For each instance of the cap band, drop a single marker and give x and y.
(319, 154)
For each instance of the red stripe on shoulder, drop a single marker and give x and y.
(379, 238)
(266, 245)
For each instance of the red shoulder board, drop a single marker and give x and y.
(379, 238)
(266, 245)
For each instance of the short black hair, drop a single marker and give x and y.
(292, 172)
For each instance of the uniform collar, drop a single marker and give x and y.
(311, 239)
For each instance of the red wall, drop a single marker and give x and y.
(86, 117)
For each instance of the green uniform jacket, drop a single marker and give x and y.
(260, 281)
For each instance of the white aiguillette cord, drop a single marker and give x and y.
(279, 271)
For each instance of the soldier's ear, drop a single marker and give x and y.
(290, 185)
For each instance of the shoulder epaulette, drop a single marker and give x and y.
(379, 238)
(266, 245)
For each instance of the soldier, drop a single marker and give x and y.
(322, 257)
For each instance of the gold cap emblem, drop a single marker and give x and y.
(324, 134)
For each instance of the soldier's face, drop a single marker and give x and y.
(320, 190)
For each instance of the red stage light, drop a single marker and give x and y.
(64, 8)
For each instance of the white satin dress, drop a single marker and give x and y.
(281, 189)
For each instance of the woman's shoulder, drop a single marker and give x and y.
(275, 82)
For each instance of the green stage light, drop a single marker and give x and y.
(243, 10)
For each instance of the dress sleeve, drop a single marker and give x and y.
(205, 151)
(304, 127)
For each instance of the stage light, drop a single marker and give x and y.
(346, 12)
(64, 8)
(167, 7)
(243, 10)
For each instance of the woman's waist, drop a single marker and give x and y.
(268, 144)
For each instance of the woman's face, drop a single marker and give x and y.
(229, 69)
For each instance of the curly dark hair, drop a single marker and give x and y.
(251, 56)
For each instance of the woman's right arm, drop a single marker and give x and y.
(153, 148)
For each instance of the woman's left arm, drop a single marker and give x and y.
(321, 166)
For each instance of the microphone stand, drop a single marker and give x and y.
▬▬▬▬▬▬
Riscrivi tutto l'elenco qui sopra mettendo "mark one point" al posto di ogni "drop a single marker" e senza cambiare nient'altro.

§ **Risultato completo**:
For each instance of the cap band, mark one point and give x and y.
(319, 154)
For each instance of the red stripe on shoulder, mark one point and give x and y.
(379, 238)
(266, 245)
For each instance of the red shoulder board, mark one point and give x and y.
(379, 238)
(266, 245)
For each instance of the short black hair, mark one point and give x and y.
(292, 172)
For each instance of the uniform collar, mark one point and give x and y.
(311, 239)
For each instance of the red wall, mark one point and give x and y.
(86, 117)
For each instance of the green uniform jacket, mark one point and give x and y.
(260, 281)
For each instance of the white aiguillette cord, mark one point and give x and y.
(279, 271)
For each instance of the soldier's ear, mark one point and give x and y.
(290, 185)
For each instance of the shoulder epaulette, mark one point and give x and y.
(379, 238)
(266, 245)
For each instance of the soldier, mark one point and give x and y.
(322, 257)
For each instance of the gold cap emblem, mark one point and give x and y.
(324, 134)
For each instance of the soldier's face, mark one point and give x and y.
(320, 190)
For each instance of the red stage light, mark one point and give x and y.
(64, 8)
For each instance of the white satin dress, mark one point and give x and y.
(281, 189)
For each instance of the woman's shoulder, mark one point and give x and y.
(275, 82)
For each instance of the green stage light, mark one point and give x and y.
(243, 10)
For each instance of the dress sleeve, mark one point and give x and y.
(205, 151)
(304, 127)
For each instance of the stage light, mark one point and give x and y.
(346, 12)
(64, 8)
(167, 7)
(243, 10)
For each instance of the woman's waist, mark one point and give x and y.
(268, 144)
For each instance of the woman's face, mark one point and give x and y.
(229, 69)
For each instance of the curly dark hair, mark one point and give x and y.
(251, 56)
For each instance of the woman's right arm, mark one point and give x and y.
(153, 148)
For each instance of the woman's left arm, mark one point and give x and y.
(321, 166)
For each instance of the microphone stand, mark one point and give x and y.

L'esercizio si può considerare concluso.